== WHAT IS ASKED ==
Pick out every line of the items below that contains the string "plank", and copy each such line in full.

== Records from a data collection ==
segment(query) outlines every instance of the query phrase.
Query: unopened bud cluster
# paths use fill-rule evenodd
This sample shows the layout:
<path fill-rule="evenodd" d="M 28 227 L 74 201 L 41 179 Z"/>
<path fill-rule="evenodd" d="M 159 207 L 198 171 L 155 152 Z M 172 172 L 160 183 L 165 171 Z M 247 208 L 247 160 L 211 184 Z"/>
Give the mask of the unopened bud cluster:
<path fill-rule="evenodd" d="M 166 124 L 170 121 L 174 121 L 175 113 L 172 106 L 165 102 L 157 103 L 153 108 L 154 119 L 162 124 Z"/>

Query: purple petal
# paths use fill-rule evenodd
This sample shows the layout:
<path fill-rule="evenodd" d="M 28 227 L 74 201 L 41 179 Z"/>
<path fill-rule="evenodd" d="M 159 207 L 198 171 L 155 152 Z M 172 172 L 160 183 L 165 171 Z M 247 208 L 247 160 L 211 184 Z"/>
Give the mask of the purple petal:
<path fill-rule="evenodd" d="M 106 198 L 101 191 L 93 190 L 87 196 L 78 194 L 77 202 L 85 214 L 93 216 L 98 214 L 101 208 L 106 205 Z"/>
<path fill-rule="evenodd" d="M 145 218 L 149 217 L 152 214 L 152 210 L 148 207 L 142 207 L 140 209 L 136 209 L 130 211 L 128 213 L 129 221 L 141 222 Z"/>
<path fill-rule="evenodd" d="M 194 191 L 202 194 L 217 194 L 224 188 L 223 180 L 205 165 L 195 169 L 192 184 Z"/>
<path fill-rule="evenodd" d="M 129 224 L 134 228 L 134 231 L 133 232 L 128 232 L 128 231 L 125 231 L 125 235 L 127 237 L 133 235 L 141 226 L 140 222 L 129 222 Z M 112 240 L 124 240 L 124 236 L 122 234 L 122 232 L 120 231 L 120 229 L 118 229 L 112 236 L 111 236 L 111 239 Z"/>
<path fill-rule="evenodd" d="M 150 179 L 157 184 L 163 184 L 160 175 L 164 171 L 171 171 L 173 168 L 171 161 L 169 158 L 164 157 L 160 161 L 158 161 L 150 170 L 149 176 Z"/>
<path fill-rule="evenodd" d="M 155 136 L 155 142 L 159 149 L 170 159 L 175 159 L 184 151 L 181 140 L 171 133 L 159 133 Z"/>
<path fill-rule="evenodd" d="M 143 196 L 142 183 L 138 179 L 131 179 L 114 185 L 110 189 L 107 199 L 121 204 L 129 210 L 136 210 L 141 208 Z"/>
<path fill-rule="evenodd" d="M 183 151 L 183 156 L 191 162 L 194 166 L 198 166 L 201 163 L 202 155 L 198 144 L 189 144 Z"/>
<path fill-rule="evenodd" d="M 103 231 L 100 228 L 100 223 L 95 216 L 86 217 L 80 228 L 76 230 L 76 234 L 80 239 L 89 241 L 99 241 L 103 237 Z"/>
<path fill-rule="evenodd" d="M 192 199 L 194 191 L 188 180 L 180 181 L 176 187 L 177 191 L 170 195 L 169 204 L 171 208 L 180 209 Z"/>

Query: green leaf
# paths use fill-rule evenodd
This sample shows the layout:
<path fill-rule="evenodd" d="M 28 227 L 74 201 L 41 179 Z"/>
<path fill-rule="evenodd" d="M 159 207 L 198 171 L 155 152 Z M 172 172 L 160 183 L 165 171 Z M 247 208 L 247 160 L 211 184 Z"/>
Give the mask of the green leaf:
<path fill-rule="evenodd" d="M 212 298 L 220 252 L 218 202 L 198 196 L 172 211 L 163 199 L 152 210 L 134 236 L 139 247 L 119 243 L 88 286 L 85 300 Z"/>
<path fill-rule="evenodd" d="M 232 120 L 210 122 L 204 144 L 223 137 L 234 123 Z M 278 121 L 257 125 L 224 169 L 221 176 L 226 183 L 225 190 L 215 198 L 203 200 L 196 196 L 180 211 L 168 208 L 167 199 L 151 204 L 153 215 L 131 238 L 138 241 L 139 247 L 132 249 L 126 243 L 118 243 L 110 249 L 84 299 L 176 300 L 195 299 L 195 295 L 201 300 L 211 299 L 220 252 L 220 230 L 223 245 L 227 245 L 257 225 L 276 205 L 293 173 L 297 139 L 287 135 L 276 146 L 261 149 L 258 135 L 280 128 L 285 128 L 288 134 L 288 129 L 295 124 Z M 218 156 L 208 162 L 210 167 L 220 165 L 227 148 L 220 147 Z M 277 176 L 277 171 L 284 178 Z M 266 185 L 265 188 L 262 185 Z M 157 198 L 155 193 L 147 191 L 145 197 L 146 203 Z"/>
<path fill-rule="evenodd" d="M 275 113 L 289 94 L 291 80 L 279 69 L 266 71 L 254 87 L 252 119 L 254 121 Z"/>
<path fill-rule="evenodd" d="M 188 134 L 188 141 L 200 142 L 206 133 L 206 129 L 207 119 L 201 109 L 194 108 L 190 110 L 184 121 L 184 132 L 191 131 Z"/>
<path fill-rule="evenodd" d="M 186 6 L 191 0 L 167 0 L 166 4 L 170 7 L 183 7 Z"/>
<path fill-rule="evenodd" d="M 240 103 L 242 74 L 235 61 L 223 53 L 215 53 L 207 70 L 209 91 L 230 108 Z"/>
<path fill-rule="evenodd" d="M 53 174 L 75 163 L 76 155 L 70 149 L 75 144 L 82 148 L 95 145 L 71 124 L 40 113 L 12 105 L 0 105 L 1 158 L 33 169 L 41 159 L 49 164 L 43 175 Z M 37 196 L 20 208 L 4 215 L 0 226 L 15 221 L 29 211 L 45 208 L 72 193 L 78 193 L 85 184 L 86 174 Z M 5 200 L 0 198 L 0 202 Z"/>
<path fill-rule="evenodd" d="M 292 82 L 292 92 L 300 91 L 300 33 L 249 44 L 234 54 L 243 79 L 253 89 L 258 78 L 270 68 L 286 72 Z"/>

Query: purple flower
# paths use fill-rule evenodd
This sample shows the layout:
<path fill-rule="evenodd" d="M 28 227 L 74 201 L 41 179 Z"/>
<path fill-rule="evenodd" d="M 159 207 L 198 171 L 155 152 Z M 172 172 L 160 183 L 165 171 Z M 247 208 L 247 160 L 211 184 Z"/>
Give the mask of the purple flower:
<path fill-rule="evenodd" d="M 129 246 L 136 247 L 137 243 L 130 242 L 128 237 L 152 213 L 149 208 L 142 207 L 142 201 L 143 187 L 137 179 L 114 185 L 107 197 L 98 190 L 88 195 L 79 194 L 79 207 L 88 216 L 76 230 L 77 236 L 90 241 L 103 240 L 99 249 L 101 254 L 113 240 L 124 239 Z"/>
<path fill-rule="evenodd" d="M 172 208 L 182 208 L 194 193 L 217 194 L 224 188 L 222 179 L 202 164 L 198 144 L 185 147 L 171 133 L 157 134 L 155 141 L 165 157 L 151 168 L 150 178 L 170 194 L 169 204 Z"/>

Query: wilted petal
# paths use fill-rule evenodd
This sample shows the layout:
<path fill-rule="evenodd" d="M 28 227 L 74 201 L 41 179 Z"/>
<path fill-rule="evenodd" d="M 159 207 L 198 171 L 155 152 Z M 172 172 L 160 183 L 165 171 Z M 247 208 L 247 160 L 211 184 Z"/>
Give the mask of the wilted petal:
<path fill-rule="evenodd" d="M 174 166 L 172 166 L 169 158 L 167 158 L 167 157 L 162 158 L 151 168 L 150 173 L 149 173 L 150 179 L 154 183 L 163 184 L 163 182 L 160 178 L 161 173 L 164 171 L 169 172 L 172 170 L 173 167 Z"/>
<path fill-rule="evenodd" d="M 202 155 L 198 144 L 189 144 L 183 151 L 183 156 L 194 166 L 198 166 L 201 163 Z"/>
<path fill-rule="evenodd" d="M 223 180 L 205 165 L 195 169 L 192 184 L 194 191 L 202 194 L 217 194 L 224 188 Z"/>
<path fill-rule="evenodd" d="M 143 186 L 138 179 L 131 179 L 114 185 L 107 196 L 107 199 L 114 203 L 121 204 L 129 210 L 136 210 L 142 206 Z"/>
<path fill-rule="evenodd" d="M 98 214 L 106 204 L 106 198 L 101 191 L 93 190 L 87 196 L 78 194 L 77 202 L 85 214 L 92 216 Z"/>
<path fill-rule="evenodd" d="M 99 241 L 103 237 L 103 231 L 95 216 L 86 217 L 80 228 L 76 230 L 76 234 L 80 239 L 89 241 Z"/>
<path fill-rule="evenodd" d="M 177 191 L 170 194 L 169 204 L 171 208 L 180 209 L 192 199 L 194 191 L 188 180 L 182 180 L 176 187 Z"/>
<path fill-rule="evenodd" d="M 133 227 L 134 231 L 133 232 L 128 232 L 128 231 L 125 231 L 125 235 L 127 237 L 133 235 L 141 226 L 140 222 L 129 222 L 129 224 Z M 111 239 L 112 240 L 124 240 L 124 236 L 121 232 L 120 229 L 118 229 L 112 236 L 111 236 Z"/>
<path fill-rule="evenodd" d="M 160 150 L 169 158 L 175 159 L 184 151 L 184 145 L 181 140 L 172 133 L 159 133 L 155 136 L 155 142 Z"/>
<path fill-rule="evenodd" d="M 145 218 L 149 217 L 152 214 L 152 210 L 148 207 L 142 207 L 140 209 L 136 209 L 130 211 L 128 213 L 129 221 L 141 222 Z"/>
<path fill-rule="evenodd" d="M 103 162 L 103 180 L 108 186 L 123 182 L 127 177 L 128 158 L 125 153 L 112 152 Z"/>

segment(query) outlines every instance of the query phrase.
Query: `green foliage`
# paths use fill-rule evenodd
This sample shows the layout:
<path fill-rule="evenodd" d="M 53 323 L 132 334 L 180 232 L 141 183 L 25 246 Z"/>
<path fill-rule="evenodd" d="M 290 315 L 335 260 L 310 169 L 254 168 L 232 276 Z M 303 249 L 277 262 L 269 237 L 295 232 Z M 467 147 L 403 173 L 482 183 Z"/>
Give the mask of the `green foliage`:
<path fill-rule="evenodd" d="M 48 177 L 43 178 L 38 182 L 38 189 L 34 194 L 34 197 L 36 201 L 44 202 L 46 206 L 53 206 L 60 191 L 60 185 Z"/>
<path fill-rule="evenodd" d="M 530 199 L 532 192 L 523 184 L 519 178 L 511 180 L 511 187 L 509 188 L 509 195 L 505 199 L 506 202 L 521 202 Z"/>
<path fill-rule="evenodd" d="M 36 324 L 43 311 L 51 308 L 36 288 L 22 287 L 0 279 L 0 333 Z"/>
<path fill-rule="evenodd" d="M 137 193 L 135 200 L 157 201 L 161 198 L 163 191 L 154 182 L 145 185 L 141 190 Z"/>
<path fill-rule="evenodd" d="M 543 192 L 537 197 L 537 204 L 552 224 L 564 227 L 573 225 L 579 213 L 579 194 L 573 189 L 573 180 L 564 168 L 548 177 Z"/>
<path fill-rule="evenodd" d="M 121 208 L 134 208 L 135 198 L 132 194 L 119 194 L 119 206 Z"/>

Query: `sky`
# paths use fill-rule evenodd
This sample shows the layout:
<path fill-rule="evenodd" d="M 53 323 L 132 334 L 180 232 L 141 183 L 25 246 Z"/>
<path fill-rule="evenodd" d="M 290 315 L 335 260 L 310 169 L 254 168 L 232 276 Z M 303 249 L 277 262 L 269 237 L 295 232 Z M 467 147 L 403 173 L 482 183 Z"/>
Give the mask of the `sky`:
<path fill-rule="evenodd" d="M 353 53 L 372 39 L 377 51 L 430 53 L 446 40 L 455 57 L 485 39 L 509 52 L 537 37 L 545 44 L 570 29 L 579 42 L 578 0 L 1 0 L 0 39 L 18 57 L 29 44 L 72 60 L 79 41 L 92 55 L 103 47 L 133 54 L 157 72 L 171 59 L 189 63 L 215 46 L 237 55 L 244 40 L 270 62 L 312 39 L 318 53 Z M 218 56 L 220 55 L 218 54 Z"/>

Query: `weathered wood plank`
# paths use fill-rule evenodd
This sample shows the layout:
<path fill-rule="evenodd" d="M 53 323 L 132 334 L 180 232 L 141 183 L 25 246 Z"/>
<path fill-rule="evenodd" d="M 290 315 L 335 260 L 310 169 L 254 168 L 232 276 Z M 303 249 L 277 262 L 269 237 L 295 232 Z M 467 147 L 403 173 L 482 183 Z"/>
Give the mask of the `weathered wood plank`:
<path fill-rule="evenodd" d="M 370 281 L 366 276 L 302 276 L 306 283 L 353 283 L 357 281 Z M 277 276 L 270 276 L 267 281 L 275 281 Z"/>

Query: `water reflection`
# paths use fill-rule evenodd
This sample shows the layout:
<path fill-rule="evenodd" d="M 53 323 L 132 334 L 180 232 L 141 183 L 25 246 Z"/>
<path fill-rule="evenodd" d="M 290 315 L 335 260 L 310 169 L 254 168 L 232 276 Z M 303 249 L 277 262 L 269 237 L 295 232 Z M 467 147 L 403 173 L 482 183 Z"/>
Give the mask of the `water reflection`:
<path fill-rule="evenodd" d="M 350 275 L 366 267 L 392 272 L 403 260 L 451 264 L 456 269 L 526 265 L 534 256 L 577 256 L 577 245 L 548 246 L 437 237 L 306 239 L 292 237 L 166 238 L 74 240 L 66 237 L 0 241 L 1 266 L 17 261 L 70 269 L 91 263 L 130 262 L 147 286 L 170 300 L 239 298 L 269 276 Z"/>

== EXPECTED OUTPUT ==
Query: `weathered wood plank`
Give the mask of the `weathered wood plank`:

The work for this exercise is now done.